Directions for this task: Please put the lines below into a JSON list of strings, one string per line, with blank lines and the pictures left out.
=====
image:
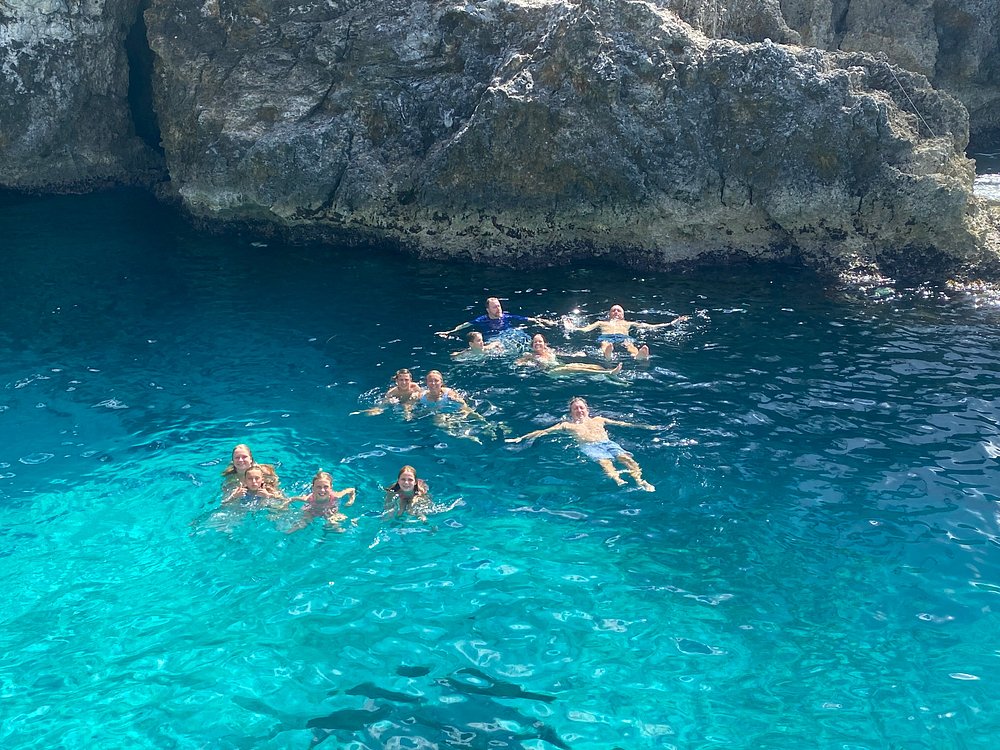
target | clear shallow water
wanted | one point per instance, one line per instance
(819, 566)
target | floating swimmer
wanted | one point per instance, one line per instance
(408, 496)
(448, 407)
(255, 492)
(544, 357)
(496, 321)
(404, 393)
(479, 348)
(616, 330)
(323, 502)
(593, 439)
(234, 474)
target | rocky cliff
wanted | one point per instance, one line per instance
(65, 122)
(954, 43)
(532, 130)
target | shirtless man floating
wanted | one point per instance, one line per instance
(405, 393)
(616, 330)
(593, 439)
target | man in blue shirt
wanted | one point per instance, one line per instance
(496, 321)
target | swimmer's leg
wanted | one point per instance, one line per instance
(633, 468)
(611, 471)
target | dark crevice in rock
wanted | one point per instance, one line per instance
(838, 20)
(140, 82)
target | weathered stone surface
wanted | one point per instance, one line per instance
(955, 43)
(528, 130)
(64, 116)
(543, 130)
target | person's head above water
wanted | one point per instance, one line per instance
(435, 381)
(494, 308)
(406, 480)
(254, 479)
(578, 409)
(403, 377)
(322, 485)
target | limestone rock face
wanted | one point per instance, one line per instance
(955, 43)
(64, 116)
(540, 130)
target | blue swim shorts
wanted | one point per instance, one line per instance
(606, 449)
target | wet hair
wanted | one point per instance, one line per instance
(419, 485)
(270, 475)
(231, 469)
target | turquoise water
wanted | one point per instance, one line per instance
(818, 567)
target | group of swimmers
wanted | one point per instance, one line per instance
(589, 431)
(253, 485)
(249, 484)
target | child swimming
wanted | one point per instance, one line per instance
(254, 491)
(323, 502)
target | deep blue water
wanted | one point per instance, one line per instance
(818, 567)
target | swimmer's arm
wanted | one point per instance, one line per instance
(456, 329)
(620, 423)
(537, 433)
(349, 491)
(235, 494)
(651, 326)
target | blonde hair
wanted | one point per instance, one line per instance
(323, 475)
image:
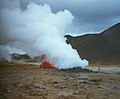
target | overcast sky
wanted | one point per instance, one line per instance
(90, 15)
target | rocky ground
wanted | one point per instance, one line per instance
(20, 81)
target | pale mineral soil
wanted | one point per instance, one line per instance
(21, 81)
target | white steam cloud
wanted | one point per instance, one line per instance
(39, 30)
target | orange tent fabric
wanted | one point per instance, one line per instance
(46, 64)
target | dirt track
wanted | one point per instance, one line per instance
(19, 81)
=====
Response for this exercise:
[
  "image:",
  "target | clear shallow water",
  "wanted | one point per instance, one line per instance",
  "(819, 566)",
  "target | floating swimmer",
  "wanted | one point per instance, one line per instance",
  "(408, 496)",
  "(448, 407)",
  "(255, 492)",
  "(544, 357)",
  "(496, 321)",
  "(404, 393)",
  "(479, 348)",
  "(616, 330)",
  "(323, 502)",
  "(593, 439)",
  "(234, 474)",
  "target | rocky cliff",
  "wanted | one point per instance, one line per instance",
  "(65, 122)",
  "(954, 43)",
  "(532, 130)",
  "target | shirtless man floating",
  "wanted | one point per instance, one line per instance",
  "(405, 393)",
  "(616, 330)",
  "(593, 439)",
  "target | man in blue shirt",
  "wanted | one point per instance, one line per instance",
  "(496, 321)",
  "target | swimmer's leg",
  "wanted | one point per instance, one line per instance",
  "(633, 468)",
  "(611, 471)",
  "target | dark crevice in rock",
  "wanted | one point per instance, one line per instance",
  "(838, 20)",
  "(140, 82)",
  "target | weathered stone surface",
  "wanted | one point per instance, one line per instance",
  "(955, 43)",
  "(528, 130)",
  "(64, 116)",
  "(543, 130)",
  "target | person's head above water",
  "wanted | one point per instance, one line per instance",
  "(435, 381)",
  "(494, 308)",
  "(406, 480)",
  "(254, 479)",
  "(578, 409)",
  "(403, 377)",
  "(322, 485)",
  "target | limestone rock face",
  "wanted | one point per instance, one line per instance",
  "(955, 43)",
  "(64, 116)",
  "(540, 130)",
  "target | blue swim shorts",
  "wanted | one point per instance, one line per instance",
  "(606, 449)",
  "target | wet hair",
  "wanted | one point per instance, one line per instance",
  "(419, 485)",
  "(270, 475)",
  "(231, 469)",
  "target | turquoise water",
  "wanted | one point per instance, one line per instance",
  "(818, 567)",
  "target | group of swimmers",
  "wanted | one point per instance, one line per instance",
  "(589, 431)",
  "(253, 485)",
  "(249, 484)",
  "target | child swimming",
  "wanted | one point per instance, one line per instance",
  "(254, 491)",
  "(323, 502)",
  "target | deep blue water",
  "wanted | one point per instance, one line per instance",
  "(818, 567)",
  "target | swimmer's arm",
  "wanted | one point per instance, one line per instance",
  "(456, 329)",
  "(620, 423)",
  "(537, 433)",
  "(349, 491)",
  "(235, 494)",
  "(651, 326)",
  "target | blonde hair",
  "wanted | one point per instance, one line per instance",
  "(323, 475)",
  "image:",
  "target | overcast sky",
  "wanted | one point per instance, one line per instance",
  "(90, 15)",
  "target | rocky ground",
  "wanted | one point per instance, one line per instance",
  "(20, 81)",
  "target | pale mineral soil",
  "wanted | one point per instance, one line per instance",
  "(21, 81)",
  "target | white steam cloud",
  "wanted | one point per instance, one line per instance",
  "(39, 30)",
  "target | orange tent fabric",
  "wanted | one point per instance, one line per instance",
  "(46, 64)",
  "target | dirt track",
  "wanted | one point per instance, one line per instance",
  "(19, 81)"
]